## TASK INSTRUCTIONS
Repeat the following lines exactly and nothing else: the line containing "Phrase -- orange patterned chair" and each line after it through the end of the listing.

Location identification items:

— begin —

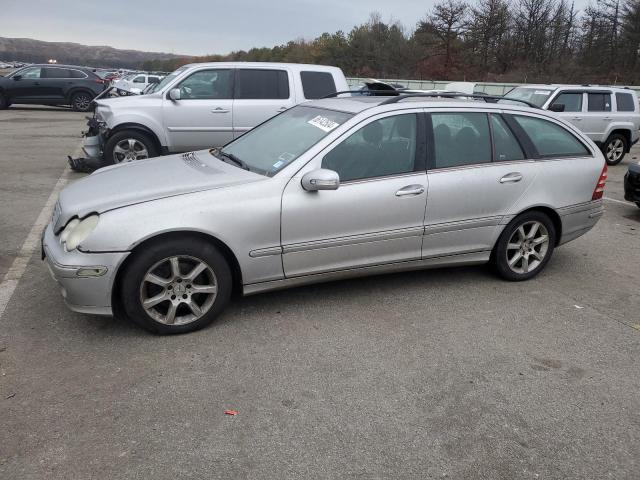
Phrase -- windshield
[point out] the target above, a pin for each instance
(278, 142)
(537, 96)
(166, 80)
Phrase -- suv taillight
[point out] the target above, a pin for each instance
(599, 190)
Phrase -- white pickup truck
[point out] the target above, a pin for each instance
(202, 105)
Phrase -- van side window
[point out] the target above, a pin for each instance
(381, 148)
(625, 102)
(599, 102)
(572, 101)
(262, 84)
(550, 139)
(317, 84)
(461, 139)
(504, 141)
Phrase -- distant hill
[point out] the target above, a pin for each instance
(37, 51)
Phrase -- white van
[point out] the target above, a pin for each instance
(203, 105)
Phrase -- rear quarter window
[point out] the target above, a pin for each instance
(317, 84)
(551, 140)
(624, 102)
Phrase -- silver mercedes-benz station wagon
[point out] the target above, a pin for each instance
(328, 189)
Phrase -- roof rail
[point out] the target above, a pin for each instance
(366, 93)
(486, 98)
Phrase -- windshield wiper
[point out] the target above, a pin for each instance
(222, 155)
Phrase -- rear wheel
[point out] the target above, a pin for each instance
(81, 101)
(615, 148)
(127, 146)
(525, 246)
(176, 286)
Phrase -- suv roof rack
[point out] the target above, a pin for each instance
(486, 98)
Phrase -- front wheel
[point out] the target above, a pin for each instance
(176, 286)
(524, 247)
(127, 146)
(615, 148)
(81, 102)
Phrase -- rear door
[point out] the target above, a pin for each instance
(260, 93)
(203, 117)
(473, 183)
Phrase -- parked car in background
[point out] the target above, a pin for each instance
(203, 105)
(135, 82)
(609, 116)
(329, 189)
(51, 85)
(632, 183)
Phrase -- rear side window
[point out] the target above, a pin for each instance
(505, 143)
(599, 102)
(625, 102)
(572, 101)
(551, 140)
(461, 139)
(262, 84)
(317, 84)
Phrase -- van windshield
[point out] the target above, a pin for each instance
(537, 96)
(276, 143)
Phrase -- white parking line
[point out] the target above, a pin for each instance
(616, 201)
(19, 265)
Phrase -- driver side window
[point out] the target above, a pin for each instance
(208, 84)
(381, 148)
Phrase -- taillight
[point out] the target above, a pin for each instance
(599, 190)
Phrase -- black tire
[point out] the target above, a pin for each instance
(134, 289)
(503, 249)
(611, 148)
(81, 101)
(112, 156)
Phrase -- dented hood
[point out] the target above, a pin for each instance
(145, 180)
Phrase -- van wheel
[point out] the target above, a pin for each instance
(176, 286)
(127, 146)
(81, 102)
(524, 247)
(615, 148)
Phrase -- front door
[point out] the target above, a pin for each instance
(376, 215)
(203, 117)
(471, 185)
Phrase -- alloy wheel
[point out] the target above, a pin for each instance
(615, 150)
(172, 297)
(527, 247)
(129, 149)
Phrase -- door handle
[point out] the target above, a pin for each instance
(512, 177)
(410, 190)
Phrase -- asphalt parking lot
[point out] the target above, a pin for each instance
(435, 374)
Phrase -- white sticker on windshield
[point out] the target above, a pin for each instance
(323, 123)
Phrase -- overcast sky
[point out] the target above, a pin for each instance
(196, 27)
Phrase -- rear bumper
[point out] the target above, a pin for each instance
(579, 219)
(85, 279)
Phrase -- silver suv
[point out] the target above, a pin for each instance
(203, 105)
(329, 189)
(609, 116)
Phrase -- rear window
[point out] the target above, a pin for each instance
(317, 84)
(625, 102)
(551, 140)
(262, 84)
(599, 102)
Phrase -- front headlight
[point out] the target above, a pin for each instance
(77, 231)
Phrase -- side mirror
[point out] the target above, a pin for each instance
(321, 179)
(174, 94)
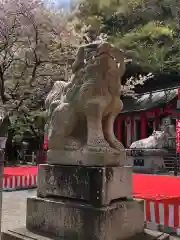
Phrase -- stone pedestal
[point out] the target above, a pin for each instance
(83, 203)
(68, 219)
(97, 186)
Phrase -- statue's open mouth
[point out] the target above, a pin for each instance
(102, 54)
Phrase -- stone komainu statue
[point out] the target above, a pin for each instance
(81, 112)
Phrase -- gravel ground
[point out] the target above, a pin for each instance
(14, 209)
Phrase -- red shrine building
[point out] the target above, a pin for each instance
(142, 115)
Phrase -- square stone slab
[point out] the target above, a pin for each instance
(88, 158)
(97, 186)
(76, 221)
(24, 234)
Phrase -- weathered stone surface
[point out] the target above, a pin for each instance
(95, 185)
(82, 111)
(72, 220)
(87, 158)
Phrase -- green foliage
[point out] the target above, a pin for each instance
(148, 28)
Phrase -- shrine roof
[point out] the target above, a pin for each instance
(148, 101)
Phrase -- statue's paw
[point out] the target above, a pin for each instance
(100, 145)
(72, 144)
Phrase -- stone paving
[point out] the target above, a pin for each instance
(14, 209)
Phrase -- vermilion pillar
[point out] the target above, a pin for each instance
(119, 125)
(156, 120)
(132, 129)
(143, 125)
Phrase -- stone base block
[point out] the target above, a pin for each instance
(70, 220)
(87, 158)
(24, 234)
(97, 186)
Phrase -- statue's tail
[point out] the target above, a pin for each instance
(108, 128)
(56, 93)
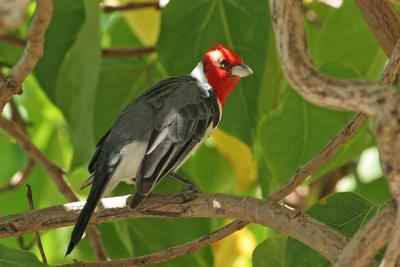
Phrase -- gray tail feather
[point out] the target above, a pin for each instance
(84, 217)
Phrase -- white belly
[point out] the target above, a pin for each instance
(131, 158)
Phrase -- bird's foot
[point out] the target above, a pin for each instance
(190, 186)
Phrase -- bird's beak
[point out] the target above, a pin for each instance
(241, 70)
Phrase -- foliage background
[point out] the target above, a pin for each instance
(267, 130)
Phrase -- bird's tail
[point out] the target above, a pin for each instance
(94, 197)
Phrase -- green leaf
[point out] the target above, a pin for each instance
(64, 27)
(121, 79)
(345, 212)
(76, 87)
(189, 29)
(361, 50)
(4, 138)
(10, 257)
(294, 133)
(270, 252)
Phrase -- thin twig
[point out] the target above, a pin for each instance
(127, 52)
(14, 40)
(321, 158)
(37, 235)
(131, 6)
(325, 240)
(19, 177)
(33, 52)
(370, 239)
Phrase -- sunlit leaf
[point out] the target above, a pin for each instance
(270, 252)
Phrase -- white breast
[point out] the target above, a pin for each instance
(131, 157)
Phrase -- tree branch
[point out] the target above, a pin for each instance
(373, 236)
(383, 21)
(37, 234)
(131, 6)
(32, 53)
(170, 253)
(13, 40)
(320, 89)
(322, 238)
(19, 177)
(321, 158)
(375, 99)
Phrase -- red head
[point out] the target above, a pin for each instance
(223, 70)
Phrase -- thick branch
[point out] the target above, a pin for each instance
(383, 21)
(316, 87)
(381, 101)
(313, 233)
(170, 253)
(13, 40)
(32, 53)
(363, 246)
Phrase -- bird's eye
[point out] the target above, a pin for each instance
(224, 64)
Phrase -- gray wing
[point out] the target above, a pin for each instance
(171, 118)
(181, 121)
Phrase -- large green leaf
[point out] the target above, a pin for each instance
(10, 257)
(77, 83)
(189, 29)
(294, 133)
(121, 79)
(270, 252)
(65, 24)
(347, 26)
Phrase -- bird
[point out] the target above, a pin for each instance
(154, 135)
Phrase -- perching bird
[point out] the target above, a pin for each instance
(156, 134)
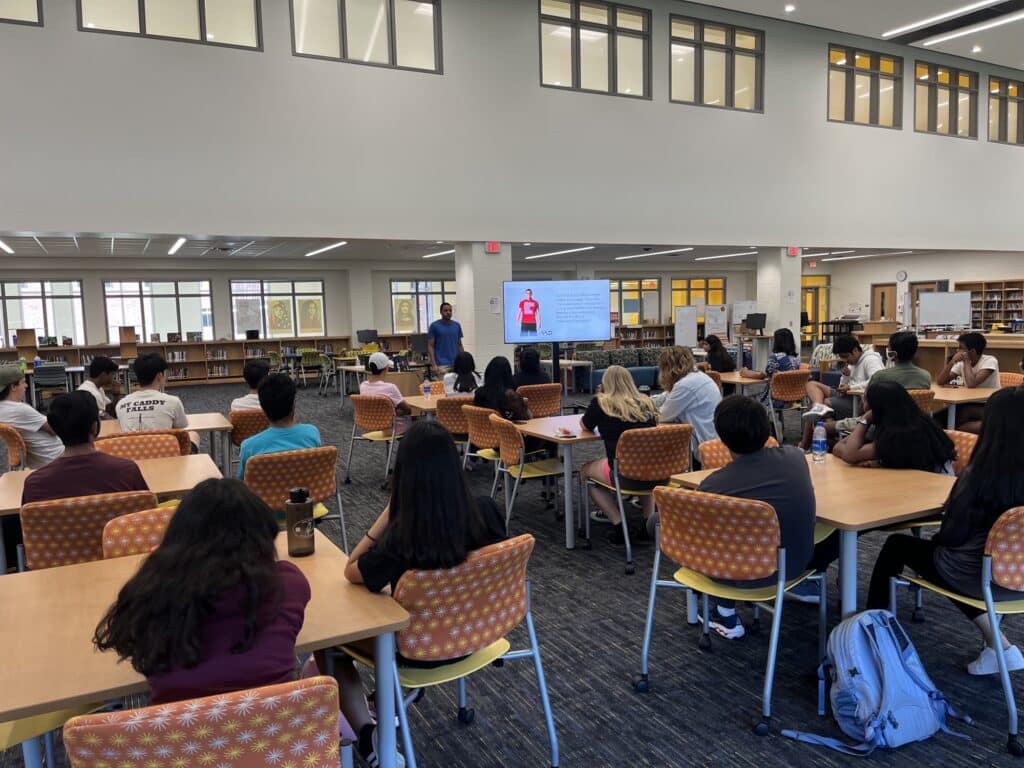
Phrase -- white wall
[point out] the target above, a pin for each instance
(115, 133)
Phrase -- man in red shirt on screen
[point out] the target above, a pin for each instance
(529, 314)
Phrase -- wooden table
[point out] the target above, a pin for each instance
(545, 429)
(854, 499)
(47, 619)
(216, 424)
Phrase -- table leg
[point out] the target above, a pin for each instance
(387, 743)
(848, 571)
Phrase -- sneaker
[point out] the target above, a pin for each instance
(987, 664)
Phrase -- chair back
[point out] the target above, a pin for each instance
(790, 386)
(65, 531)
(271, 475)
(373, 412)
(714, 454)
(458, 611)
(1004, 544)
(229, 729)
(653, 454)
(136, 532)
(721, 537)
(964, 442)
(16, 450)
(246, 423)
(481, 431)
(545, 399)
(450, 414)
(139, 445)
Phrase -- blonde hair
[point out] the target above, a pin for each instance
(620, 397)
(674, 365)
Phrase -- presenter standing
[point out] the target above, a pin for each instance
(443, 341)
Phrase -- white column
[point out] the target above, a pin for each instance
(478, 280)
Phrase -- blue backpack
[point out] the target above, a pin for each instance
(881, 694)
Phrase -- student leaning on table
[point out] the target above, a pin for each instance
(992, 482)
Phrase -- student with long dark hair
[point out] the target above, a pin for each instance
(895, 433)
(992, 482)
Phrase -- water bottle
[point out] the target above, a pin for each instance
(819, 443)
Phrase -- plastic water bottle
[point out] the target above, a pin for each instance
(819, 443)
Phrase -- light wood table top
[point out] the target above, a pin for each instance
(858, 498)
(47, 619)
(168, 477)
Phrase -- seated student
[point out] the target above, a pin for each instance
(253, 373)
(895, 433)
(617, 408)
(431, 521)
(689, 396)
(276, 397)
(211, 610)
(462, 379)
(992, 482)
(102, 375)
(529, 370)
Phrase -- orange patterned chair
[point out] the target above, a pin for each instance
(136, 532)
(271, 476)
(65, 531)
(545, 399)
(286, 724)
(465, 612)
(644, 458)
(374, 414)
(1000, 566)
(715, 539)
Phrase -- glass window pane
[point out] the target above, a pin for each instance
(316, 28)
(116, 15)
(714, 77)
(231, 23)
(594, 59)
(414, 32)
(556, 54)
(172, 18)
(745, 82)
(366, 30)
(629, 53)
(683, 73)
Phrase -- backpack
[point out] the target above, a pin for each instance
(881, 694)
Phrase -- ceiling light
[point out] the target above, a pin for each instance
(725, 256)
(328, 248)
(652, 253)
(558, 253)
(976, 28)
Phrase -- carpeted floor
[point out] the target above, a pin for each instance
(589, 619)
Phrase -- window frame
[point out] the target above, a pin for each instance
(933, 86)
(392, 44)
(613, 31)
(257, 8)
(876, 75)
(730, 50)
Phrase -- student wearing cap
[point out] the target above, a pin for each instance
(377, 384)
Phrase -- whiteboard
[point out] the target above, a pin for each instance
(944, 309)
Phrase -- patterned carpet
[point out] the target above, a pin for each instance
(589, 619)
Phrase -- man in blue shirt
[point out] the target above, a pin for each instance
(276, 397)
(443, 341)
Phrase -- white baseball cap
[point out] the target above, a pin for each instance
(379, 363)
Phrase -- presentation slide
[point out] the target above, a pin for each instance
(556, 310)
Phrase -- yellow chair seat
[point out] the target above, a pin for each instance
(1001, 606)
(416, 677)
(700, 583)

— end —

## WRITTEN SOLUTION
Phrase -- orange patterned chair
[point out] the target above, a pin for each instance
(136, 532)
(271, 476)
(65, 531)
(545, 399)
(286, 724)
(465, 612)
(644, 458)
(374, 414)
(1000, 566)
(715, 539)
Phrase -- glass window pane
[point out] the target above, a pin for each instance
(316, 28)
(116, 15)
(714, 77)
(231, 23)
(594, 59)
(414, 32)
(556, 54)
(172, 18)
(745, 82)
(366, 30)
(629, 53)
(683, 73)
Phrase -- backpack
[point out] the target above, a pin for each instance
(881, 694)
Phrase -- ceiling light
[point out] the target above, a pin for each instance
(725, 256)
(328, 248)
(652, 253)
(558, 253)
(976, 28)
Phrase -- carpeted floor
[point out] the target above, a pin for each instance
(589, 619)
Phrase -- window frame
[point out] the target above, a pin for each instance
(933, 86)
(392, 44)
(613, 31)
(257, 8)
(876, 75)
(730, 50)
Phrase -- student wearing cap
[point out] the target above, a pin for each instance
(377, 384)
Phrase -- whiteboard
[point out] the target above, a pin for each instance
(944, 309)
Phrase -- patterned carpet
[point out] the target above, a pin for each instance
(589, 619)
Phrase -- man in blue shirt
[point out] the target above, a pin for each instance
(276, 397)
(443, 341)
Phrase -- white baseball cap
[point out] the target above, a pin for each instance
(379, 363)
Phrase -- presentation slide
[point out] the target above, a pin for each instance
(556, 310)
Phrase -- yellow chair seat
[point out] the target above, a pin for each instance
(1001, 606)
(416, 677)
(700, 583)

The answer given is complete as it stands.